__EXCERPT PROVIDED__:
################

Each week we are highlighting a different Chronic Illness Bloggers’ member as our ‘Blogger of the Week‘. As well as getting to know each other better, we hope that you enjoy this series and that you find the interviews with each member to be insightful and helpful.
This week our blogger of the week is Nikki of Brainless Blogger.
1. Tell us a little about yourself.
I have had chronic pain since I was a child. It started with hypermobility syndrome, then fibromyalgia and then chronic migraines. I have a Masters in Philosophy from the University of Alberta. I currently work in the financial industry, albeit part-time now which rather helps manage the chronic pain. I enjoy fantasy fiction writing and reading. I have been blogging for over a decade now.
2. What is your blog called and how do you define your blog’s purpose?
My blog is the Brainless Blogger; named due to the infamous fibro fog moments. My blog initially was a place to share my experiences about fibromyalgia, chronic migraines and chronic pain. It still has that aspect, naturally. It just has evolved to more in-depth discussions of our experiences with chronic pain and illness. As well as articles and research on these disorders.
3. How long have you been blogging and why did you start?
I started about a decade ago and it was sort of a way to express my experiences and share them with other people. As well as a way to chronicle my progress as I went along. What worked and what did not. What medications worked and which did not. At first, I assumed no one would read it and I was just sending it out into cyberspace as a sort of electronic journal. Eventually, it was great to make connections with other bloggers.

################

__LISTED ENTRIES__:
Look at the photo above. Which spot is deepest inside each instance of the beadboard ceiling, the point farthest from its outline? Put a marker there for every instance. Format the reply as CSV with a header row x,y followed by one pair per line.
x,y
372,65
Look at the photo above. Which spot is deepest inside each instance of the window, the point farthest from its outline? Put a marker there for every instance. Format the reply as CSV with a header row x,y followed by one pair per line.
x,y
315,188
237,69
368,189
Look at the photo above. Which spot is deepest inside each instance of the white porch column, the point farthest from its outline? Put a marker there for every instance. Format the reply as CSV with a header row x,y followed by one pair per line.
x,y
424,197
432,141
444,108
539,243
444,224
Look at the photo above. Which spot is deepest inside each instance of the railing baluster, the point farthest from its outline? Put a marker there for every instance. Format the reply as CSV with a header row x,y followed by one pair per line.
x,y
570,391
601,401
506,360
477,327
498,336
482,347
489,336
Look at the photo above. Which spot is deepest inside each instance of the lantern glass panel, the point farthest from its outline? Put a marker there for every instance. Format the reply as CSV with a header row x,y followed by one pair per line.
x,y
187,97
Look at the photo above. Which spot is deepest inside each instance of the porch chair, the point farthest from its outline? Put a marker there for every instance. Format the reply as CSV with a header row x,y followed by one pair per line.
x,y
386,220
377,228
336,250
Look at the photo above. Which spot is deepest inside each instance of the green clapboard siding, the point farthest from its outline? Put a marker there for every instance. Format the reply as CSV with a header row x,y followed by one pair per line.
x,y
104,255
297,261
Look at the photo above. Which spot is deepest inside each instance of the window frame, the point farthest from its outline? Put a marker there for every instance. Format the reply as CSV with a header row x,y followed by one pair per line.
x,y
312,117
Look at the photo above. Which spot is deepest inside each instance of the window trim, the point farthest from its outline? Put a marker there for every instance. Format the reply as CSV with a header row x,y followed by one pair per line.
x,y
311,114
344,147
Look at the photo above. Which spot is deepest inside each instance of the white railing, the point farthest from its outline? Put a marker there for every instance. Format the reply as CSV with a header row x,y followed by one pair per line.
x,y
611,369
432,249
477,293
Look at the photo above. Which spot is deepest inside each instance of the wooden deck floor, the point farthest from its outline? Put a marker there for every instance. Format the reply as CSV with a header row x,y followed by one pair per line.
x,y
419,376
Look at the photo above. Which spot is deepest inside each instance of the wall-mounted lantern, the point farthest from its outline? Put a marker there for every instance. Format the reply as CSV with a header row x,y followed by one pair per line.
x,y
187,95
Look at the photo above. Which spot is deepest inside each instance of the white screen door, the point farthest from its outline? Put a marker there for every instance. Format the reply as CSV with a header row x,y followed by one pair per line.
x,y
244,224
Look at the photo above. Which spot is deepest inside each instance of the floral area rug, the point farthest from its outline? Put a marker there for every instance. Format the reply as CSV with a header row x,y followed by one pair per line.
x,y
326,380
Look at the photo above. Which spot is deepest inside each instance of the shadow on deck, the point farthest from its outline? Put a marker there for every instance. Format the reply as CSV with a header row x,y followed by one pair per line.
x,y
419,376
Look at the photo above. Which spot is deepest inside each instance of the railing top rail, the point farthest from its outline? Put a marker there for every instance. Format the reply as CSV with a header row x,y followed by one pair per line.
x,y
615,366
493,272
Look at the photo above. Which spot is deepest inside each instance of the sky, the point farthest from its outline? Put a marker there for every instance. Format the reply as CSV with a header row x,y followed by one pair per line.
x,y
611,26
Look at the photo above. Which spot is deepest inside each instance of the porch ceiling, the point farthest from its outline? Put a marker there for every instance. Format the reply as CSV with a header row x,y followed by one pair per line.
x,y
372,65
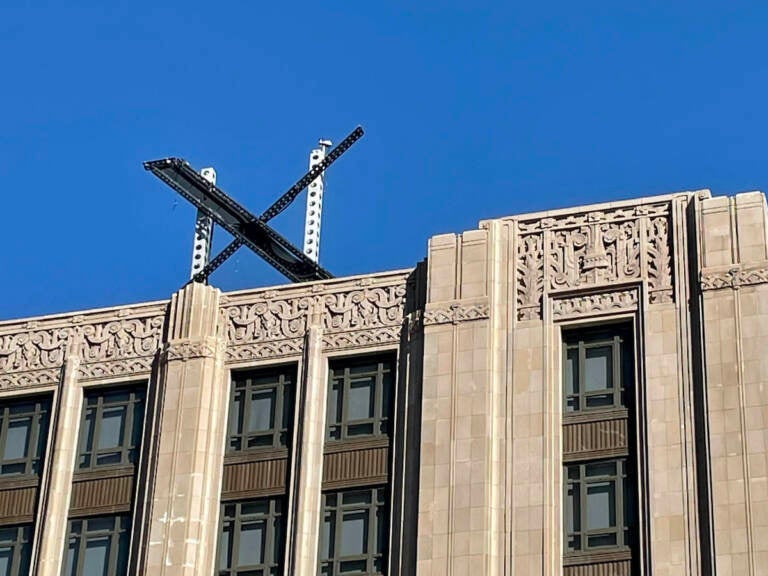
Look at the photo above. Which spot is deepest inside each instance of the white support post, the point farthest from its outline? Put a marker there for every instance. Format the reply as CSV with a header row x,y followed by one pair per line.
x,y
201,249
314,205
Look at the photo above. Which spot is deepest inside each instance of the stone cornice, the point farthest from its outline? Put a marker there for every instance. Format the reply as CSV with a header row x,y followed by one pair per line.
x,y
581,305
455,312
734,276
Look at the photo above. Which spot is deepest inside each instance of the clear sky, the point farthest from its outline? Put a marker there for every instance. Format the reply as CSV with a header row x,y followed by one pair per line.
x,y
471,110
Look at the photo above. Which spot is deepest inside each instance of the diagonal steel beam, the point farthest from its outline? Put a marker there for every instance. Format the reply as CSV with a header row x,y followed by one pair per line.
x,y
236,220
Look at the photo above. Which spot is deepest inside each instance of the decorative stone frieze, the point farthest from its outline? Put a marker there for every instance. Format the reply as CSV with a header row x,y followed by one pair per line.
x,y
592,249
355,313
595,304
186,350
455,313
117,342
734,277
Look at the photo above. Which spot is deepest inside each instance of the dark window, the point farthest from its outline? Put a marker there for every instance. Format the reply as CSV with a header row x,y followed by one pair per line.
x,y
97,546
23,433
111,427
261,408
599,507
597,370
15,550
252,538
359,397
353,538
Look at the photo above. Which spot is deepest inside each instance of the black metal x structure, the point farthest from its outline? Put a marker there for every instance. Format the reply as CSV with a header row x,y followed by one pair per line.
x,y
244,226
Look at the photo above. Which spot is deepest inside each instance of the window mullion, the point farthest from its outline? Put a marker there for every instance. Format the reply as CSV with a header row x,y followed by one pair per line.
x,y
127,439
616,357
81,545
278,417
33,435
4,431
582,365
113,546
344,390
378,403
372,529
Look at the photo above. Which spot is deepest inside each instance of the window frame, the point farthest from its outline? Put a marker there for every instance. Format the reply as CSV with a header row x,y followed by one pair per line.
x,y
330,565
385,381
121,528
128,450
36,439
623,501
20,547
621,356
274,538
241,381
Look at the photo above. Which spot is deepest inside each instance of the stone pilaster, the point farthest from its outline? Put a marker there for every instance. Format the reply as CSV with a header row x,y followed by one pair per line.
x,y
309,464
733,267
461,484
62,467
192,415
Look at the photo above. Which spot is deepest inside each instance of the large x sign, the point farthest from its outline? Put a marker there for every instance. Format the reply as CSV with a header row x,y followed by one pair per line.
x,y
244,226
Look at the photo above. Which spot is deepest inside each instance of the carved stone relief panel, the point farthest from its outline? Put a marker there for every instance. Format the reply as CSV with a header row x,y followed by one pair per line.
x,y
601,303
591,249
734,277
353,313
115,342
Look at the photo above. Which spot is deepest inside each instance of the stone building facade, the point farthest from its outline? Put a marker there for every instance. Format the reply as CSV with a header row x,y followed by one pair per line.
x,y
580,392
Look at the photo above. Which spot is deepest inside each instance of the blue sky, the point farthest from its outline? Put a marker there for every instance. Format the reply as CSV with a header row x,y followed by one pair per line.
x,y
471,111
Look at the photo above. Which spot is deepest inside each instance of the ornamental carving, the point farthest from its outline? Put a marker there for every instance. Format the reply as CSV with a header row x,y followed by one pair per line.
x,y
120,342
456,313
34,379
364,308
734,277
593,249
364,312
187,350
267,320
261,350
33,350
119,339
590,304
360,338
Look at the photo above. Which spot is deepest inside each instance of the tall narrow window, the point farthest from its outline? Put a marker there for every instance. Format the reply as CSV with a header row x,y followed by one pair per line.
x,y
599,511
359,397
23,434
597,370
15,550
261,408
97,546
252,538
111,427
353,538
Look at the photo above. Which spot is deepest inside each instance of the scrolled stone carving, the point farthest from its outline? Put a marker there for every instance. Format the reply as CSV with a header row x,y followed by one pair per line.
x,y
33,379
363,308
126,367
120,339
33,350
530,277
734,277
261,350
659,261
360,338
593,249
594,254
267,319
455,313
187,350
274,326
592,304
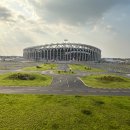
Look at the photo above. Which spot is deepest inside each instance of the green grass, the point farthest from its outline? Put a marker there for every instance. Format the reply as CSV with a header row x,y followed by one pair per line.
x,y
40,80
48,112
84,68
64,72
42,67
98,81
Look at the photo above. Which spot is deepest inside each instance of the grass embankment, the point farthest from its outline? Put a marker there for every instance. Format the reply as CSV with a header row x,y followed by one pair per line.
x,y
24,79
64,72
106,81
41,67
48,112
84,68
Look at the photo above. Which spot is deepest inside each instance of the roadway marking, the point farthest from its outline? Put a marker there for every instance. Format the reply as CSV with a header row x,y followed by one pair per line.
x,y
67,82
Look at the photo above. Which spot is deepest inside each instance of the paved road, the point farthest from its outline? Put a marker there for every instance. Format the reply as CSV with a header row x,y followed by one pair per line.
x,y
64,84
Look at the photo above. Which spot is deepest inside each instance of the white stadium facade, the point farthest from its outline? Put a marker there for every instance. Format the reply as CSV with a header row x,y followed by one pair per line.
x,y
62,52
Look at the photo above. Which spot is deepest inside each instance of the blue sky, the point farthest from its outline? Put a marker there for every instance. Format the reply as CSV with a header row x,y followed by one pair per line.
x,y
101,23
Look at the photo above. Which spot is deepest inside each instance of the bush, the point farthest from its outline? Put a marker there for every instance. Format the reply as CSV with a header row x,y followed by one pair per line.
x,y
38,67
86,112
111,78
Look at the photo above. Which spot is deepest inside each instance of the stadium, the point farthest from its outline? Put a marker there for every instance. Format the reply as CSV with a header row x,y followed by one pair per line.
x,y
62,52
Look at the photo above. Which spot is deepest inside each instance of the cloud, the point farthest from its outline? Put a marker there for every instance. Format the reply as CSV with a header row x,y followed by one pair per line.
x,y
5,13
75,12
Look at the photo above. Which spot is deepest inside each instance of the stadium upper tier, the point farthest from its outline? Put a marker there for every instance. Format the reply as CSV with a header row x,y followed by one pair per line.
x,y
63,52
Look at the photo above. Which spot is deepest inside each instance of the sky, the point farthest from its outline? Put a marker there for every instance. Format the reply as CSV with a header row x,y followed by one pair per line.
x,y
101,23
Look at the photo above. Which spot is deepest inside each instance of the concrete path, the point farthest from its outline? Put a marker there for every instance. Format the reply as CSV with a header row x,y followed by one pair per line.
x,y
65,84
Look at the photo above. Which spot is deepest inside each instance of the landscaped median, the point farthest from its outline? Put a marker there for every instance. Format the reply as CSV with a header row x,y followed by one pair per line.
x,y
106,81
25,79
84,68
42,67
60,112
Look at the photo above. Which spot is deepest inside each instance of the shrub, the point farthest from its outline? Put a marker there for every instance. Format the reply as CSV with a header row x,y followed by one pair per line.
x,y
20,76
86,112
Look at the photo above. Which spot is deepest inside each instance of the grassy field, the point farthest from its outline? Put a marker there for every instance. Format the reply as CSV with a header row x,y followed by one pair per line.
x,y
94,81
49,112
40,80
64,72
83,68
41,67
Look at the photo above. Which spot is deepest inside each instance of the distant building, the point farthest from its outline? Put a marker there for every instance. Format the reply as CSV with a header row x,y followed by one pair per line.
x,y
63,52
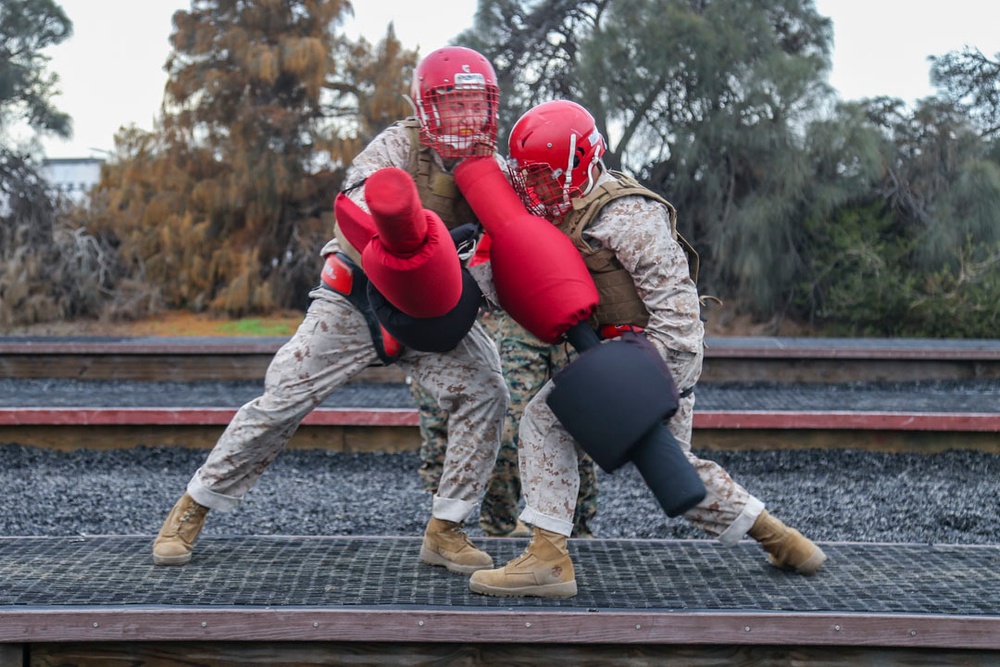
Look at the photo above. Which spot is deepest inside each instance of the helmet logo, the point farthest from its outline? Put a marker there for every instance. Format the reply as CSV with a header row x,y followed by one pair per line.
x,y
467,79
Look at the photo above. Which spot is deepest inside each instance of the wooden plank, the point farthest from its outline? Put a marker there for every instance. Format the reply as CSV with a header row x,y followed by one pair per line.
x,y
334,654
501,626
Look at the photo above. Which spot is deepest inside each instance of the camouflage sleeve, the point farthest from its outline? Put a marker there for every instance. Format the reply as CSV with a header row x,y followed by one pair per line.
x,y
637,230
391,148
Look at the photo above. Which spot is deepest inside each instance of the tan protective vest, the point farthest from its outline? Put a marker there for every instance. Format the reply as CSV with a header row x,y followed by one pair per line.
x,y
437,189
619,301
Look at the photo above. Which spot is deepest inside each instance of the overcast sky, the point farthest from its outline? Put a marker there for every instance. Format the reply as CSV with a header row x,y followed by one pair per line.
x,y
111,69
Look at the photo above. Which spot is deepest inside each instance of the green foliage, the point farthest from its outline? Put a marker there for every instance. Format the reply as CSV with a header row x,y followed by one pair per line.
x,y
253,326
225,207
971,81
27,27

################

Copy the stretch of the Brainless Blogger interview from "Each week we" through "of Brainless Blogger." word for word.

Each week we are highlighting a different Chronic Illness Bloggers’ member as our ‘Blogger of the Week‘. As well as getting to know each other better, we hope that you enjoy this series and that you find the interviews with each member to be insightful and helpful.
This week our blogger of the week is Nikki of Brainless Blogger.